* **TASK BRIEF**:
If a line of the listing contains the string "curly", return that line.

* **MATERIAL PROVIDED**:
☆ ☆ ☆

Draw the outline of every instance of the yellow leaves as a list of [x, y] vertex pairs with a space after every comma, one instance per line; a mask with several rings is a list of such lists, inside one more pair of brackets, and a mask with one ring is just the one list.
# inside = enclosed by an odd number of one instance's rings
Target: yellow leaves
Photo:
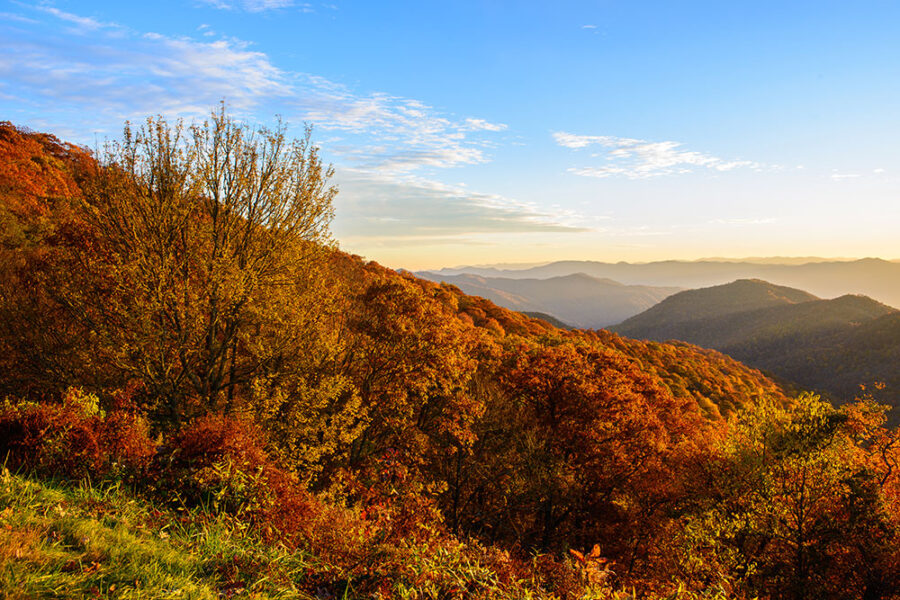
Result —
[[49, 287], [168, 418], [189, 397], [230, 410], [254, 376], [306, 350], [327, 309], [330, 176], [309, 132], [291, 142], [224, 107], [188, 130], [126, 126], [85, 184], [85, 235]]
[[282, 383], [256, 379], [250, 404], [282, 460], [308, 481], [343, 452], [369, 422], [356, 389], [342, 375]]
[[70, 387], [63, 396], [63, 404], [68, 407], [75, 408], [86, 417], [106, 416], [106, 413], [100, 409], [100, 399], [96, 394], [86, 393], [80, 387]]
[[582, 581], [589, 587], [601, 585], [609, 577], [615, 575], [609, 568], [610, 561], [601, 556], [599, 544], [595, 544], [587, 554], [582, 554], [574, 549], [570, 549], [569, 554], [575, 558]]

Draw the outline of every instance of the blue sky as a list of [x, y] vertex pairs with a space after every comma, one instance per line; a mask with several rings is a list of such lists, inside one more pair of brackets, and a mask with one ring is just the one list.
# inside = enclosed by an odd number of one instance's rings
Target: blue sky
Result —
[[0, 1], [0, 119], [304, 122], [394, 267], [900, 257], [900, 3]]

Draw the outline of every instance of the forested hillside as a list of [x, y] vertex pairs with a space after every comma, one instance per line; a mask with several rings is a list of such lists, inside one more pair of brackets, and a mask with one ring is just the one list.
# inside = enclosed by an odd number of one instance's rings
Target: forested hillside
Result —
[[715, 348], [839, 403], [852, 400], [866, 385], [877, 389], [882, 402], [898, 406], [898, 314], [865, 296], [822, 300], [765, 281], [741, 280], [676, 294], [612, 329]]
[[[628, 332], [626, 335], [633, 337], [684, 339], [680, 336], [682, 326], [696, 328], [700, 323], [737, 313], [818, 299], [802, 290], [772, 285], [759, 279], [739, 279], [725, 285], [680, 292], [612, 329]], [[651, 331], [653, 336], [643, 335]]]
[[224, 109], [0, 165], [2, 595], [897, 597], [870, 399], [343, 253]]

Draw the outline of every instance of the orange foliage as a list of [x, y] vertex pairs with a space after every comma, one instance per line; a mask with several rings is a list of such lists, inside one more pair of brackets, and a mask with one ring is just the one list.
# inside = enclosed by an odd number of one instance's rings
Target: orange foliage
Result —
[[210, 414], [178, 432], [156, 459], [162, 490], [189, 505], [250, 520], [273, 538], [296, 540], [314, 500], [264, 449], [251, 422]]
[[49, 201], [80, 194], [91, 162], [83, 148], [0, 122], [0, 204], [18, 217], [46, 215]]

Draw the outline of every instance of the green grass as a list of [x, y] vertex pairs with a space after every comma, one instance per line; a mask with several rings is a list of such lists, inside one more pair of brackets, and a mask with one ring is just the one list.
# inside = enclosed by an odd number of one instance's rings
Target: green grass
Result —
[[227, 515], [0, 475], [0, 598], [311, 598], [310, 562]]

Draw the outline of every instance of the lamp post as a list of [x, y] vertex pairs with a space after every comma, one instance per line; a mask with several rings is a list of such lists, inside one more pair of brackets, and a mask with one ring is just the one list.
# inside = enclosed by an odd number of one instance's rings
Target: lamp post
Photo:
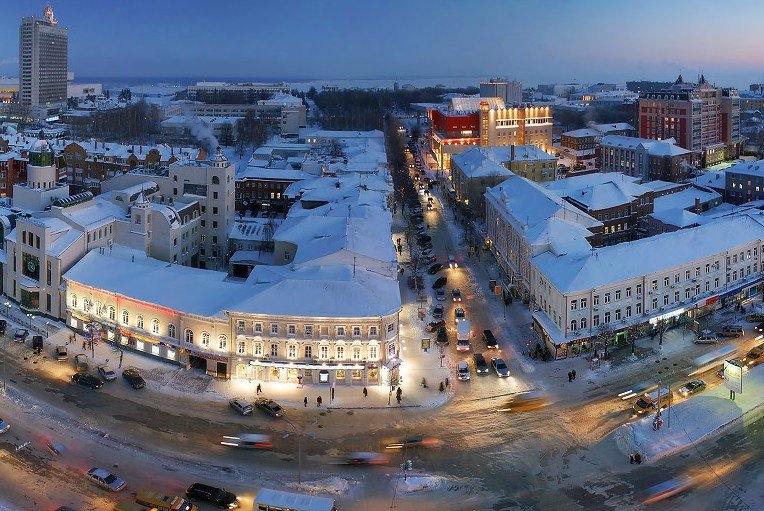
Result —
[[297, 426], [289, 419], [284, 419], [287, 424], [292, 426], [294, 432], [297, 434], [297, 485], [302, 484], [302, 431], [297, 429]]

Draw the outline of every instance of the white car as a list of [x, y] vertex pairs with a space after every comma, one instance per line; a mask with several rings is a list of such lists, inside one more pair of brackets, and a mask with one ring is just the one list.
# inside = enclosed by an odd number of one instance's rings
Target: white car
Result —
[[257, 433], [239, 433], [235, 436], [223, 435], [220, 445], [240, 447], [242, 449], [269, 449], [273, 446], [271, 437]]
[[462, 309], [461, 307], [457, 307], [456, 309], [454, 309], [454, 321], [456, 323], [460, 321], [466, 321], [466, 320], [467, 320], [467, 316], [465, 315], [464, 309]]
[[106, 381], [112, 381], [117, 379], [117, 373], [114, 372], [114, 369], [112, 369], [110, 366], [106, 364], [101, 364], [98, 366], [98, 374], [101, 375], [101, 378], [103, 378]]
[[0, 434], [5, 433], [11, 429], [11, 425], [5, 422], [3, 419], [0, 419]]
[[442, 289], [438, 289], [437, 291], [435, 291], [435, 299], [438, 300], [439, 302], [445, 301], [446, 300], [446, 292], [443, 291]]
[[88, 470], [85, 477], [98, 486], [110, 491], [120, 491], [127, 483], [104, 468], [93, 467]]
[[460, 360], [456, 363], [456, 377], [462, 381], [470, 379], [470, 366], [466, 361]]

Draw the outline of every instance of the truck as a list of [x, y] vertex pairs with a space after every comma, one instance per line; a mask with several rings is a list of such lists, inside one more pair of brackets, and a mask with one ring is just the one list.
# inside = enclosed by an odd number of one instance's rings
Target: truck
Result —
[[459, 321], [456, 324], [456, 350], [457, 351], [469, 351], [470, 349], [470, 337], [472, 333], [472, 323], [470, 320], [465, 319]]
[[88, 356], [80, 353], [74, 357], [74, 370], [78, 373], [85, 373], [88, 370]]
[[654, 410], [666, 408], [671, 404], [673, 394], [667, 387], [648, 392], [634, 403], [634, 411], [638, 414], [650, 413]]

☆ ☆ ☆

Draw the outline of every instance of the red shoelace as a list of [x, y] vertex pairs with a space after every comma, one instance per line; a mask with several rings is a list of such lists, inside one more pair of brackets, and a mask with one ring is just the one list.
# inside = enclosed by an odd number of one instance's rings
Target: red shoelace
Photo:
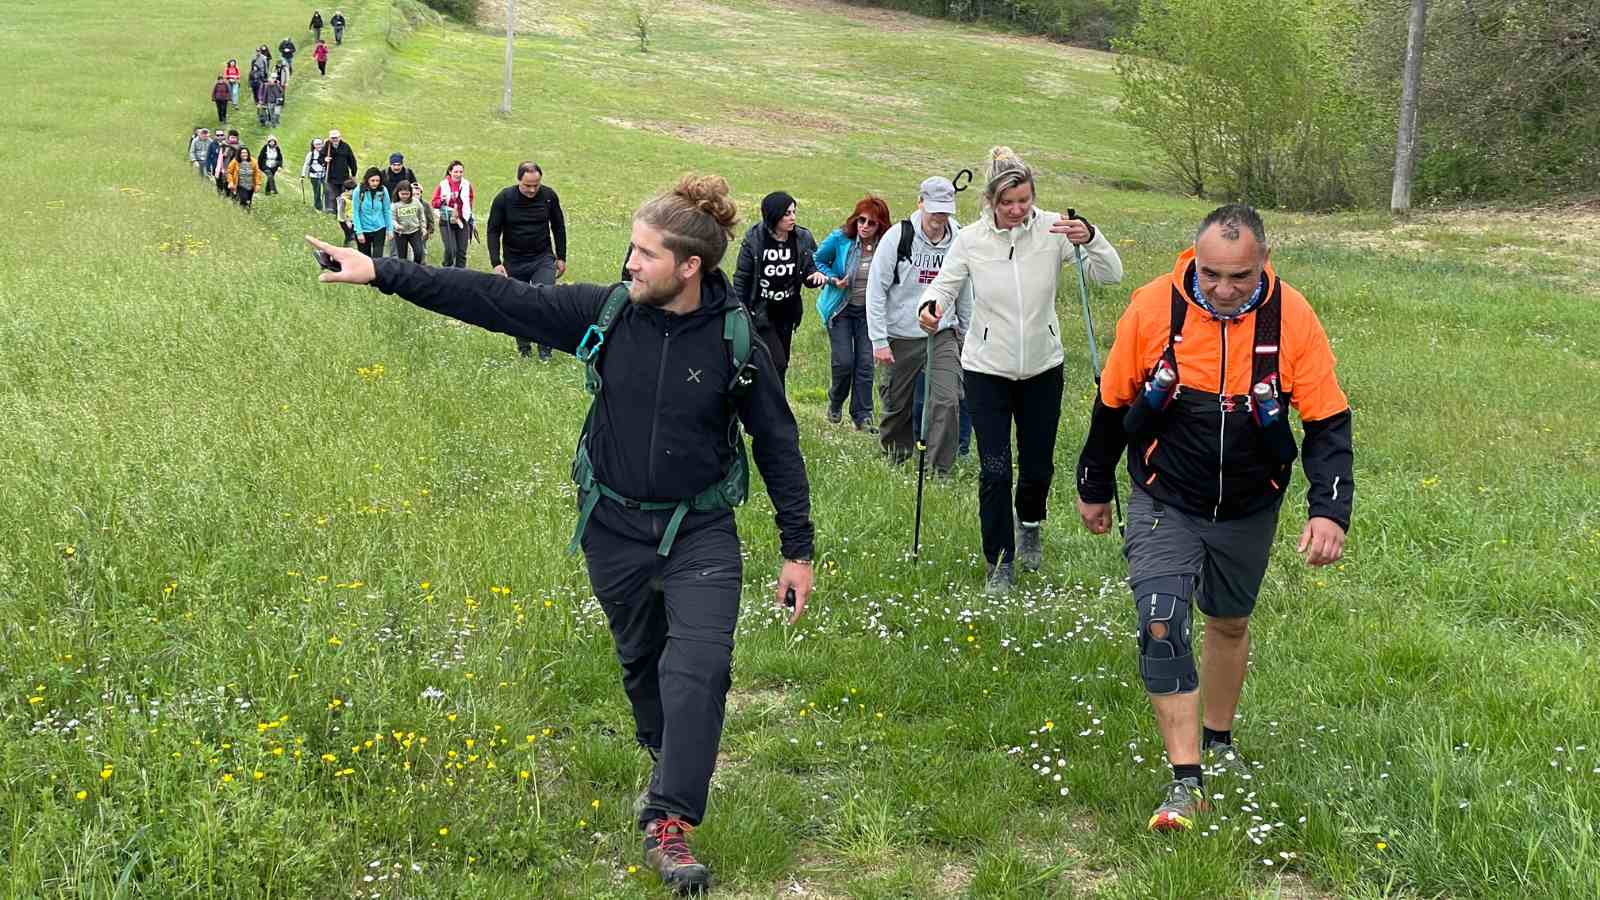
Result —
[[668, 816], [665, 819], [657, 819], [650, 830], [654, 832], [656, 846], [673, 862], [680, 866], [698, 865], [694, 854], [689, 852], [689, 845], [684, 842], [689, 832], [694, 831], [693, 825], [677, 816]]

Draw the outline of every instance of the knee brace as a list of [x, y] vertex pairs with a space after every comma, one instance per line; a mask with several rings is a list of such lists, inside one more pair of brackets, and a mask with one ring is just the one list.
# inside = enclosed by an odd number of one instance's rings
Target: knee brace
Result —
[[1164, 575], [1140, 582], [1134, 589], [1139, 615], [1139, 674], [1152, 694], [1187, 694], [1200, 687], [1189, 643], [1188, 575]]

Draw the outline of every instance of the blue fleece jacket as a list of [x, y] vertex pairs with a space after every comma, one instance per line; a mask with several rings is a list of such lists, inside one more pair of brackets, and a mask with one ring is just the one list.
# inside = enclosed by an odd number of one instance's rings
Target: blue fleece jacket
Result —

☆ ☆ ☆

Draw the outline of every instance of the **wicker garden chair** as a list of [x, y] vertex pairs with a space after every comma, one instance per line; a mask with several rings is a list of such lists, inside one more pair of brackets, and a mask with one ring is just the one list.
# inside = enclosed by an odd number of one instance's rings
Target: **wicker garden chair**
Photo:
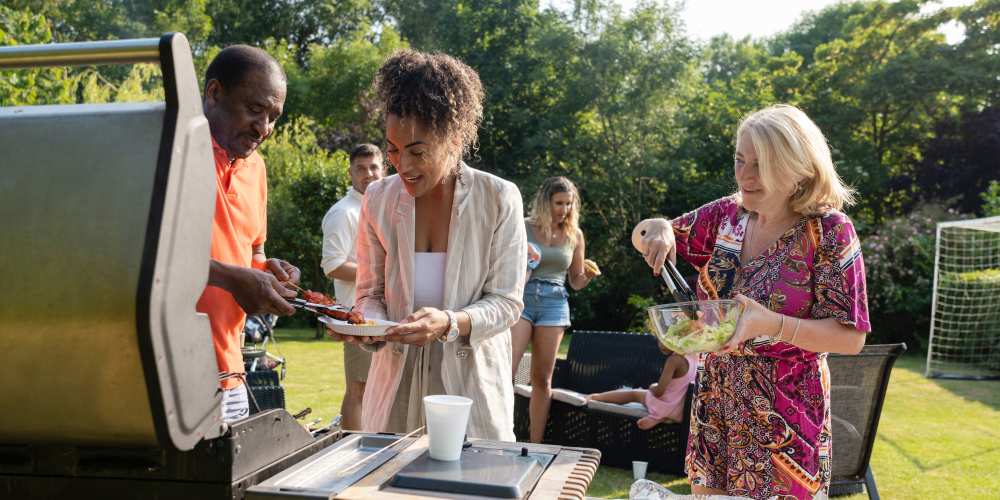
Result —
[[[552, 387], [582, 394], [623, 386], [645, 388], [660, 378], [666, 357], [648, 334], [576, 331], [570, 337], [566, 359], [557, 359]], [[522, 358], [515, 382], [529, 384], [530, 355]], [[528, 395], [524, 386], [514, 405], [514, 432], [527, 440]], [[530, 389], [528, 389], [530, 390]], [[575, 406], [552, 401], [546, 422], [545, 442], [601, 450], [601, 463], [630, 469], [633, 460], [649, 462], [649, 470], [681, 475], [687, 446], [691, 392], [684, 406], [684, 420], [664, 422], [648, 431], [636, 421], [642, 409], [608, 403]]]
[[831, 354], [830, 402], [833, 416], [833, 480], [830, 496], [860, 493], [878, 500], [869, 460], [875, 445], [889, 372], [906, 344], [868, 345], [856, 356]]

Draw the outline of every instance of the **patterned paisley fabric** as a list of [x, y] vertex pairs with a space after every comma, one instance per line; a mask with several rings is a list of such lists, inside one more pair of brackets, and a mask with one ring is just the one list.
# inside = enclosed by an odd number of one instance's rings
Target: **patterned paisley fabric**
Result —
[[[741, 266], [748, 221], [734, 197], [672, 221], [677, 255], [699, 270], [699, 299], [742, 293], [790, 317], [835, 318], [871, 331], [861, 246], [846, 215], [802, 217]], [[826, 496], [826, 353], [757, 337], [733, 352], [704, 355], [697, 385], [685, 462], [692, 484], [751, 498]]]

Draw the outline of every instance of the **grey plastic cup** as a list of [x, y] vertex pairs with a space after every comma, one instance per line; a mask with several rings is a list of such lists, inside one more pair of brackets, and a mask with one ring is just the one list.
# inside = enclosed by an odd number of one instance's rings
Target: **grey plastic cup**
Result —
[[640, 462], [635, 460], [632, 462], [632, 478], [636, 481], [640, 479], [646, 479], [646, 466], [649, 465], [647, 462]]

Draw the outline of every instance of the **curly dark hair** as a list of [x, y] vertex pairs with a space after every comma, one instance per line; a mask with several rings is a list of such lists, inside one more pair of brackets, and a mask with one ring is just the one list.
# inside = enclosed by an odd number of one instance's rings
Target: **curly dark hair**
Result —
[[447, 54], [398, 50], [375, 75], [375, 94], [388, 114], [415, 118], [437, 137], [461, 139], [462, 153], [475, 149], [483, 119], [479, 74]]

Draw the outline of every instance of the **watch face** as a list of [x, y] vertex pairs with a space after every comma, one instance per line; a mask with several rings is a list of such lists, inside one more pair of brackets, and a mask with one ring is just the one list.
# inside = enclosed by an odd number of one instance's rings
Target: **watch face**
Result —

☆ ☆ ☆

* **OUTPUT FOR THIS EXERCISE**:
Draw the outline of every instance of the **curly dark hair** as a list of [x, y] vertex pairs with a space after every comma, one instance per line; a mask with several rings is a list of such lists, inside one more pair of brackets, and a mask with one ring is just the one list.
Target: **curly dark hair**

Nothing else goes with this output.